■ **TASK TO CARRY OUT**:
Give back all of the data exactly. Leave nothing out.

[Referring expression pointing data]
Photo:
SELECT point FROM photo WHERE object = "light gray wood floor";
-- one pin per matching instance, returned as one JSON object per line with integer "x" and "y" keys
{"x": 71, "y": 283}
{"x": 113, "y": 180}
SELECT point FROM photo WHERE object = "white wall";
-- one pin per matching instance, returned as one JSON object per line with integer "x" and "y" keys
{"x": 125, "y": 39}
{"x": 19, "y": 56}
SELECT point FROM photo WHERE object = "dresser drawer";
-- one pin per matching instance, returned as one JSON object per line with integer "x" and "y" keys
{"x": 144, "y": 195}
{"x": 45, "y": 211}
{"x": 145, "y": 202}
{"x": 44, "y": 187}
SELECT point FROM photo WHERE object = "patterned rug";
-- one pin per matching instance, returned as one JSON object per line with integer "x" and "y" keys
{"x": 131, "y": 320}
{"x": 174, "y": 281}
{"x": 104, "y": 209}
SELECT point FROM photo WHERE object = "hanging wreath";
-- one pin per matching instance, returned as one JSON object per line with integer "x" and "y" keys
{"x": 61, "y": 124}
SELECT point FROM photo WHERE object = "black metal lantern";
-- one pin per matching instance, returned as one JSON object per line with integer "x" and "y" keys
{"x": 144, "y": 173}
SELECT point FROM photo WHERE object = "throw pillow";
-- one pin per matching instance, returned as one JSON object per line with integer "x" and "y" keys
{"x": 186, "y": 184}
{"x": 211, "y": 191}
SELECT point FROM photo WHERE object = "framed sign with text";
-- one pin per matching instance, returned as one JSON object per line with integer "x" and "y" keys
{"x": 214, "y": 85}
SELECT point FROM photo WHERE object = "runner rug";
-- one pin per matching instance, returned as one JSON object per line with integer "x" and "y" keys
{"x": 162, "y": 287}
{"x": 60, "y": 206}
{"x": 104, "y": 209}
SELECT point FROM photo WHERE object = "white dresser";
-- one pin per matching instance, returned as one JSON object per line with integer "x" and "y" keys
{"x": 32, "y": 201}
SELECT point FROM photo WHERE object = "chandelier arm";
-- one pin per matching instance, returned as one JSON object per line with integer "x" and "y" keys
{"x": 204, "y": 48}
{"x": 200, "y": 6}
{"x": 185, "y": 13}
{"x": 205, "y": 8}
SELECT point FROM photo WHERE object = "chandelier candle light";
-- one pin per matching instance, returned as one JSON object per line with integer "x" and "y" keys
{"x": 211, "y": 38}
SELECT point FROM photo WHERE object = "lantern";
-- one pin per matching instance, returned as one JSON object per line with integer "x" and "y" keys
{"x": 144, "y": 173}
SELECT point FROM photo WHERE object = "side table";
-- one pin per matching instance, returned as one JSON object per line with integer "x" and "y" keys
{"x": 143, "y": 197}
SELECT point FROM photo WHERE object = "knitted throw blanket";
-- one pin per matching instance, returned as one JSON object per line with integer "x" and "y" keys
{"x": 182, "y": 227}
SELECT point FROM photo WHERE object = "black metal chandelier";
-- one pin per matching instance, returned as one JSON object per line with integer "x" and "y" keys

■ **RESULT OF THE EXERCISE**:
Photo:
SELECT point FROM photo WHERE object = "light gray wood floor";
-- one pin per matching instance, returned as one JSON object per line with integer "x" and "y" keys
{"x": 71, "y": 283}
{"x": 113, "y": 180}
SELECT point FROM photo WHERE object = "white wall";
-- one pin per matching instance, returned as one JSON object per line with integer "x" and "y" keys
{"x": 125, "y": 39}
{"x": 19, "y": 56}
SELECT point FROM photo WHERE object = "dresser drawer";
-- one pin per matching instance, returned as one JSON object per line with integer "x" and "y" keys
{"x": 144, "y": 195}
{"x": 45, "y": 211}
{"x": 145, "y": 202}
{"x": 44, "y": 187}
SELECT point FROM photo WHERE object = "patterned rug";
-- one pin per matching instance, returned as one JSON object per line with integer "x" and "y" keys
{"x": 131, "y": 320}
{"x": 174, "y": 281}
{"x": 104, "y": 209}
SELECT point FROM photo WHERE object = "hanging wreath";
-- one pin per matching instance, returned as one JSON object per line with integer "x" and "y" keys
{"x": 61, "y": 124}
SELECT point FROM photo WHERE object = "black metal lantern";
-- one pin per matching instance, returned as one JSON object per line with integer "x" and "y" keys
{"x": 144, "y": 173}
SELECT point FROM photo WHERE object = "throw pillow";
-- one pin per matching instance, returned as one JSON object per line with integer "x" and "y" keys
{"x": 186, "y": 184}
{"x": 211, "y": 191}
SELECT point FROM photo WHERE object = "framed sign with text";
-- one pin per matching instance, returned as one JSON object per line with integer "x" and "y" keys
{"x": 214, "y": 85}
SELECT point FROM photo WHERE object = "runner rug";
-- one pin per matching instance, returned as one JSON object per line with integer "x" and "y" keys
{"x": 162, "y": 287}
{"x": 60, "y": 206}
{"x": 104, "y": 209}
SELECT point FROM photo WHERE object = "white dresser";
-- one pin per matching instance, returned as one JSON object per line with integer "x" and "y" keys
{"x": 32, "y": 201}
SELECT point FROM photo WHERE object = "chandelier arm";
-- one pin per matching instance, returned as one JSON object per line with integer "x" and "y" keys
{"x": 204, "y": 48}
{"x": 200, "y": 6}
{"x": 185, "y": 13}
{"x": 205, "y": 8}
SELECT point FROM photo WHERE object = "chandelier candle light";
-- one pin per matching instance, returned as one JSON object per line with integer "x" and "y" keys
{"x": 211, "y": 38}
SELECT point FROM photo WHERE object = "lantern";
-- one pin per matching instance, returned as one JSON object per line with integer "x" and "y" keys
{"x": 144, "y": 173}
SELECT point FROM photo WHERE object = "side table";
-- one pin per matching instance, returned as one JSON object per line with integer "x" and "y" keys
{"x": 143, "y": 197}
SELECT point FROM photo WHERE object = "knitted throw blanket";
-- one pin per matching instance, returned as one JSON object per line with integer "x" and "y" keys
{"x": 182, "y": 227}
SELECT point FROM photo WHERE object = "black metal chandelier";
-- one pin per matching instance, returned as one JSON object per line with integer "x" and "y" keys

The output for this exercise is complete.